»»
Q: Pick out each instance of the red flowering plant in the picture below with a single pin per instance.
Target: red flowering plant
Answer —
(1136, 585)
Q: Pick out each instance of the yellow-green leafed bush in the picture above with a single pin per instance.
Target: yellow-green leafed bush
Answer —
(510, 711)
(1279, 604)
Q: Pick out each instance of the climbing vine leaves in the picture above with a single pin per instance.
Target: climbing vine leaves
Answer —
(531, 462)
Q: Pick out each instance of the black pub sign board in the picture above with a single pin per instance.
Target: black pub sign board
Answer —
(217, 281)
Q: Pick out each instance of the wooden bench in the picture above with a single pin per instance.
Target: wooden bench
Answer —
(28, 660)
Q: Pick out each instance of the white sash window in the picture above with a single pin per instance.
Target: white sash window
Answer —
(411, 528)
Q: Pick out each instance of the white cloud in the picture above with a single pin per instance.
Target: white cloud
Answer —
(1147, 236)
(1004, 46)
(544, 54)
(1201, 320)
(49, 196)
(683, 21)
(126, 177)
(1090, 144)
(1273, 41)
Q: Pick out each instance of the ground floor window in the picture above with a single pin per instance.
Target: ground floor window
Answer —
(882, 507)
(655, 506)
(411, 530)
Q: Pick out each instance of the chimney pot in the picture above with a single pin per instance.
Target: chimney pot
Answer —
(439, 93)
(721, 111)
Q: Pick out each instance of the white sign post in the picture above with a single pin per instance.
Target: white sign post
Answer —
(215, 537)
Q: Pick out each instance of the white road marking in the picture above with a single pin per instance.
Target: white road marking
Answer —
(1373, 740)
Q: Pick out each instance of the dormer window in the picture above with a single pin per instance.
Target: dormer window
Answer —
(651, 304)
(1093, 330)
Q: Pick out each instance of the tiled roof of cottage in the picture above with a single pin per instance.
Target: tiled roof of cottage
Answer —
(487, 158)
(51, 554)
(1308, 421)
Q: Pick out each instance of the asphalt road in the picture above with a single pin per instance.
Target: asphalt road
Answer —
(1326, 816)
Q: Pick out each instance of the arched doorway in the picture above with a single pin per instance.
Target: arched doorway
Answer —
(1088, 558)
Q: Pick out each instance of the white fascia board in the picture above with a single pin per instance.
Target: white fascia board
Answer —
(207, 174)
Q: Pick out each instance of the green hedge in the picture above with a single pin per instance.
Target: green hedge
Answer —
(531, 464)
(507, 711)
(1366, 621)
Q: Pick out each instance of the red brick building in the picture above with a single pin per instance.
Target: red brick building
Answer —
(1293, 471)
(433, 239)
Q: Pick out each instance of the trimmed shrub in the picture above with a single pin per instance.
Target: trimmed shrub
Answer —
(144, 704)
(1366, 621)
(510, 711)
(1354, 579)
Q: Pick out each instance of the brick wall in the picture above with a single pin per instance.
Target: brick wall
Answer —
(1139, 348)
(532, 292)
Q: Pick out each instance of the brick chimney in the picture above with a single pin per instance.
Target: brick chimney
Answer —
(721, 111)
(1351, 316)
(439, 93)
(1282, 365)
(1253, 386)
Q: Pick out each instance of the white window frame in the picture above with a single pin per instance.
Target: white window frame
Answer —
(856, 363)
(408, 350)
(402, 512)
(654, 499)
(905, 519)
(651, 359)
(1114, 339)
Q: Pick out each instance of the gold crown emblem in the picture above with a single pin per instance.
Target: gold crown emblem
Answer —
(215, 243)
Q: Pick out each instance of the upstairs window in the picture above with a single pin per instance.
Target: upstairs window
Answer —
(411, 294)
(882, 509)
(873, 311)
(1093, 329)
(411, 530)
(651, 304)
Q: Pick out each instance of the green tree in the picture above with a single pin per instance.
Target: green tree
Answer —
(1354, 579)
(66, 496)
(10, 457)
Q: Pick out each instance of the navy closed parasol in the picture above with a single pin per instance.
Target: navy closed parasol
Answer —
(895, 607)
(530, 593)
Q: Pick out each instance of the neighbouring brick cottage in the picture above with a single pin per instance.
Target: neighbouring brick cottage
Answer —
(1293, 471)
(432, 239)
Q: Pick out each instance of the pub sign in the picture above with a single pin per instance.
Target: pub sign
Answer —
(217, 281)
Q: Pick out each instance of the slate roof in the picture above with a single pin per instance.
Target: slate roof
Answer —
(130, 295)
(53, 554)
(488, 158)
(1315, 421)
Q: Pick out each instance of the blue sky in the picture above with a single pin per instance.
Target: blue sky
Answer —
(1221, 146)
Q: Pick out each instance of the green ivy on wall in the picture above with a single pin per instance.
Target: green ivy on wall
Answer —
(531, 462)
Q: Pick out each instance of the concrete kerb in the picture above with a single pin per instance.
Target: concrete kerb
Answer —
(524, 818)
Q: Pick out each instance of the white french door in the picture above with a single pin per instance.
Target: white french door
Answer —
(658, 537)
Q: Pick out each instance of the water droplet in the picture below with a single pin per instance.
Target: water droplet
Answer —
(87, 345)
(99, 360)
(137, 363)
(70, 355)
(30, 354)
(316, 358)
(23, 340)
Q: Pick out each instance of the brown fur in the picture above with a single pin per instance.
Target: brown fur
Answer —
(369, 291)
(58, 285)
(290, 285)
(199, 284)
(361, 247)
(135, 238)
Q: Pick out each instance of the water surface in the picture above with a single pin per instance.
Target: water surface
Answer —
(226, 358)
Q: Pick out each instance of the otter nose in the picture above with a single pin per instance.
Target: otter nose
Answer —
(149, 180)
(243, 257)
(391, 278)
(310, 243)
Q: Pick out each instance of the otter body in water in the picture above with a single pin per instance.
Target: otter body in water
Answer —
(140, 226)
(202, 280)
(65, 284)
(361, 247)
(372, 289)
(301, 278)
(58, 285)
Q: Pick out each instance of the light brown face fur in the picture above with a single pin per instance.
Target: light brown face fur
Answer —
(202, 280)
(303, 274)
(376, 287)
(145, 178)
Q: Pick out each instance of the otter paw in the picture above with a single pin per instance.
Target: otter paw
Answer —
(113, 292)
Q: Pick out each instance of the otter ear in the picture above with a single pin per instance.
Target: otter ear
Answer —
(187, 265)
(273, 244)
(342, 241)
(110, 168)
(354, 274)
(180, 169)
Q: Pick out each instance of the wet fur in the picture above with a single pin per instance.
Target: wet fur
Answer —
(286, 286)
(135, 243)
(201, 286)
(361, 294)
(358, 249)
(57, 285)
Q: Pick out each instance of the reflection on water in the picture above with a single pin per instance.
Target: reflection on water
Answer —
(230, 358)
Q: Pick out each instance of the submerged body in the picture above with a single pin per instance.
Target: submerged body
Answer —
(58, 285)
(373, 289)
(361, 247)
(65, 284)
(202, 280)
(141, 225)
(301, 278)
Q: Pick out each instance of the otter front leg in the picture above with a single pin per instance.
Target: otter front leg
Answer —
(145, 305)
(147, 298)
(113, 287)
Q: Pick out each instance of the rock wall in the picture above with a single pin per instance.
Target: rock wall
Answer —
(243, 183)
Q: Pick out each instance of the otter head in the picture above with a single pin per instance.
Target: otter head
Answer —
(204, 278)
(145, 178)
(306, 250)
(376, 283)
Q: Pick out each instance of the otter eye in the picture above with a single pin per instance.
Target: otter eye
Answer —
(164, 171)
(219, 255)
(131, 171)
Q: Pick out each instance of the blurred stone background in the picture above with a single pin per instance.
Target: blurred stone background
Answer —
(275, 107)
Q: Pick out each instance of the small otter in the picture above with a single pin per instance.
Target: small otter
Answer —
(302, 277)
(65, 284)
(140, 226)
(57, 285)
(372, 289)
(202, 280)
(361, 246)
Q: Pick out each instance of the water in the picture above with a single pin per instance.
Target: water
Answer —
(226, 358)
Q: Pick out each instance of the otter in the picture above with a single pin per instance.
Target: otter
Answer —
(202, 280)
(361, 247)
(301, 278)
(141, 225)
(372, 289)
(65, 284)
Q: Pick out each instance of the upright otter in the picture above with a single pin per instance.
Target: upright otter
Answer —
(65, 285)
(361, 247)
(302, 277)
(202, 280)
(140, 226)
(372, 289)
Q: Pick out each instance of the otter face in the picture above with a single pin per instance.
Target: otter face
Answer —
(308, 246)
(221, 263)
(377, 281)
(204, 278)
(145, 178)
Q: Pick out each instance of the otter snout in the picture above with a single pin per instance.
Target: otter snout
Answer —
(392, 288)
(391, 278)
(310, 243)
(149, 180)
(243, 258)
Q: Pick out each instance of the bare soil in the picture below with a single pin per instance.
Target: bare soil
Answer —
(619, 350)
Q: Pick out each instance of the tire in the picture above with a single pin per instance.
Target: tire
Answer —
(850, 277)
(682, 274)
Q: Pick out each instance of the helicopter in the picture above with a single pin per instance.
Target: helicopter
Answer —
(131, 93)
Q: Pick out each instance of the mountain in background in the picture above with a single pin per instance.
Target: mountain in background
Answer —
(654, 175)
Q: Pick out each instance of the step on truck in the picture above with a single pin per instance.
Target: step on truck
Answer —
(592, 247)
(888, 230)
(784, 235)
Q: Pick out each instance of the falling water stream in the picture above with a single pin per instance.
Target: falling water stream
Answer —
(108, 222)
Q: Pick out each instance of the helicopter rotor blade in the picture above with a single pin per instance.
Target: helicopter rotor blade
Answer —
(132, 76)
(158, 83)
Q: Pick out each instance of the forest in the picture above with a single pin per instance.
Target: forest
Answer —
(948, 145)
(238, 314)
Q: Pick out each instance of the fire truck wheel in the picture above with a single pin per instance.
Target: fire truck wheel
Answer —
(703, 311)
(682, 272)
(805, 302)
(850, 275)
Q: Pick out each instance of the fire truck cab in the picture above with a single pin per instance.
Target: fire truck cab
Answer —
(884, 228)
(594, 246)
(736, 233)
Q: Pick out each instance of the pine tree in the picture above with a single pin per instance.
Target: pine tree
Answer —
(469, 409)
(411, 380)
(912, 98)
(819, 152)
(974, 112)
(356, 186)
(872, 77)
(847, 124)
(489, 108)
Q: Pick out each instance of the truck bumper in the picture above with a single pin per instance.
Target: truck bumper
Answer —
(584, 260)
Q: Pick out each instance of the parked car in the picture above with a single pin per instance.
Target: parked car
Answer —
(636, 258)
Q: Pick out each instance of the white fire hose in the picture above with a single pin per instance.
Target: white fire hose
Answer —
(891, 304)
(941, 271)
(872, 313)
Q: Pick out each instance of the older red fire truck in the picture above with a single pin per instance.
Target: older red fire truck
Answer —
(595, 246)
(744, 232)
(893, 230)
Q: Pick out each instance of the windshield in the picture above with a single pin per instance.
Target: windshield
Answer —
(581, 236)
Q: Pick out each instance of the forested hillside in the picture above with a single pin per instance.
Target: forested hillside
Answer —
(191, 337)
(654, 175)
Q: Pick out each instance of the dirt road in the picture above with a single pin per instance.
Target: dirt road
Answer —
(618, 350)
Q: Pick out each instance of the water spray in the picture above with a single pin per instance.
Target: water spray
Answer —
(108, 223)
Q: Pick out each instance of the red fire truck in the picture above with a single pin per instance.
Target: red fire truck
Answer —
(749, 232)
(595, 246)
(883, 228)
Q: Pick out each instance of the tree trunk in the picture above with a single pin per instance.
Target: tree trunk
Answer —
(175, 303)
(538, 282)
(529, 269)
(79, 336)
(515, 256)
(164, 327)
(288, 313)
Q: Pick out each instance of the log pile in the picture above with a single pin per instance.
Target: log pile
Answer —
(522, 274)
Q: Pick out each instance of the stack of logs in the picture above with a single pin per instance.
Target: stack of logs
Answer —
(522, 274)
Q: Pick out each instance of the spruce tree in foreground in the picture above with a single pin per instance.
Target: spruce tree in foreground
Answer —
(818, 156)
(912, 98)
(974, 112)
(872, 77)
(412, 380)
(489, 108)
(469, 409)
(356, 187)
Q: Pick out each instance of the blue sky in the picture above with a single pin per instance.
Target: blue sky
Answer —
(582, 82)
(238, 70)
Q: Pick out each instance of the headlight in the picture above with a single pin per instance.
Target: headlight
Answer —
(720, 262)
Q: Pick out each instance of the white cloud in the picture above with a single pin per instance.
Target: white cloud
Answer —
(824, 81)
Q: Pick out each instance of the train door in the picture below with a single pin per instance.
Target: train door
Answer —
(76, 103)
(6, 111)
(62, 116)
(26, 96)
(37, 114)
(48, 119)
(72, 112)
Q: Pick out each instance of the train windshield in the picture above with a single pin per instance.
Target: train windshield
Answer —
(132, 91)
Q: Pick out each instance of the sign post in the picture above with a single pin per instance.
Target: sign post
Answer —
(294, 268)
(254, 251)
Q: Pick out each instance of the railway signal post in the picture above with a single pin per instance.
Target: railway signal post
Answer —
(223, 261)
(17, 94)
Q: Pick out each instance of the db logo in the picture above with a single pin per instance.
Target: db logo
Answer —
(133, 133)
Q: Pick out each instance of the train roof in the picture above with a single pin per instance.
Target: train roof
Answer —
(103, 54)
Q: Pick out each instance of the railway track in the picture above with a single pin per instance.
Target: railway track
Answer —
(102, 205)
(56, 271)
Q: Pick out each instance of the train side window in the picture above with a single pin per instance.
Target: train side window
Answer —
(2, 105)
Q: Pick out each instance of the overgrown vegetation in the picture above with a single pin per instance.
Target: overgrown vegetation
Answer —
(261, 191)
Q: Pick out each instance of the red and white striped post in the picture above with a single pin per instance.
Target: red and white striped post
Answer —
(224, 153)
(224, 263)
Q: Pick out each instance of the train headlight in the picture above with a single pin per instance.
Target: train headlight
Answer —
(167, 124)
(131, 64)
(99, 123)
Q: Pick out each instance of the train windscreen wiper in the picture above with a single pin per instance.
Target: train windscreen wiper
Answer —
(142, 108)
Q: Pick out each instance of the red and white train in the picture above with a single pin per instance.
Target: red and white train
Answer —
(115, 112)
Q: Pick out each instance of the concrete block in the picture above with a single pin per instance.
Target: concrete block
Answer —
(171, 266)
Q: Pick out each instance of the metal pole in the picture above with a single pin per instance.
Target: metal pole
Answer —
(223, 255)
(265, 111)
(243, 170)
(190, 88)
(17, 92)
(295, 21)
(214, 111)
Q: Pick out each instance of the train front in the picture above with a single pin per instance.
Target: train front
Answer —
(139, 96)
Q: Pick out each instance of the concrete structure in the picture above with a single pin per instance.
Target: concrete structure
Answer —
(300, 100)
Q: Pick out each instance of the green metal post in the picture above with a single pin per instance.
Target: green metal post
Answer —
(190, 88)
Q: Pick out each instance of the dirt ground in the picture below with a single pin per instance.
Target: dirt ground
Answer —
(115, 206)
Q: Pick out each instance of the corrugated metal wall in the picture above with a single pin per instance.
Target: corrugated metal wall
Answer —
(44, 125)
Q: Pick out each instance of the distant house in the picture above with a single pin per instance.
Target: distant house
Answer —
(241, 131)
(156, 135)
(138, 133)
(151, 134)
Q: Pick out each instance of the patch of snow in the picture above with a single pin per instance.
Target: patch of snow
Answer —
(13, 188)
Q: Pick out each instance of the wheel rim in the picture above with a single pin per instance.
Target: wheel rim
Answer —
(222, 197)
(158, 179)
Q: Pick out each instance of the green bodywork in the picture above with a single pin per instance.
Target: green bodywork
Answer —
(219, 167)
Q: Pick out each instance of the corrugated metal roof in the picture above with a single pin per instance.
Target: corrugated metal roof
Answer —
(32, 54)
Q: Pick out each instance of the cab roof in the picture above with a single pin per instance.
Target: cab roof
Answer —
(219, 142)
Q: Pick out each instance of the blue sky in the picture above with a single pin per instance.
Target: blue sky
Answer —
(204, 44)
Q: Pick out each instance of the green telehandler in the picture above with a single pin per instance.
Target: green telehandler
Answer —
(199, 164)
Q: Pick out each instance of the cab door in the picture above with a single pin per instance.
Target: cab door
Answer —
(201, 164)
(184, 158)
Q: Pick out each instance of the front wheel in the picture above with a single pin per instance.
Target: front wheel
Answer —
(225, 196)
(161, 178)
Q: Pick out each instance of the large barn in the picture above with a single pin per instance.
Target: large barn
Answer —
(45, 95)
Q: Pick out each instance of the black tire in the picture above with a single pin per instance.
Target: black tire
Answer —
««
*Task instructions*:
Retype the listing from its first line through the line containing "(1308, 421)", keeping every line the same, both ends included.

*Output of the task*:
Q: Pick out each instance of the red flowering plant in the picture below with a single pin per instance.
Target: red flowering plant
Answer —
(1136, 585)
Q: Pick out each instance of the yellow-green leafed bush in the picture above with a single pin per instance.
Target: yellow-green leafed bush
Answer —
(510, 711)
(1279, 604)
Q: Pick out each instance of the climbing vine leaves in the picture above with a single pin per instance.
Target: climbing vine leaves
Answer —
(531, 462)
Q: Pick out each instance of the black pub sign board in the picture above with a single pin per instance.
Target: black pub sign board
Answer —
(217, 281)
Q: Pick out each instance of the wooden bench in the picture above with a single pin per instance.
Target: wooden bench
Answer —
(28, 660)
Q: Pick out each instance of the white sash window in the picture above with a single pin per instance.
Target: white sash window
Answer —
(411, 528)
Q: Pick out each instance of the white cloud in the picture above with a single pin per instance.
Target: white cloud
Answer —
(1147, 236)
(1004, 46)
(544, 54)
(1201, 320)
(49, 196)
(683, 21)
(126, 177)
(1090, 144)
(1273, 41)
Q: Pick out each instance of the ground floor window in the picture above with a single pin per instance.
Target: ground floor window
Answer —
(882, 507)
(655, 506)
(411, 530)
Q: Pick out each instance of the chimney pot in the picture above with a single pin per instance.
Target: chimney pot
Answer —
(439, 93)
(721, 111)
Q: Pick out each instance of the white sign post in the picture above with a single pin per instance.
Target: white sign post
Answer —
(215, 537)
Q: Pick out each instance of the white road marking in the picture above with a single pin per instance.
Target: white road marking
Answer —
(1373, 740)
Q: Pick out each instance of the dormer window in the picture above with a single pin per instance.
Target: dormer window
Answer —
(651, 304)
(1093, 330)
Q: Pick out each instance of the tiled roof of cottage in the picture above with a single pin per instance.
Target: tiled roof of cottage
Answer —
(487, 158)
(51, 554)
(1308, 421)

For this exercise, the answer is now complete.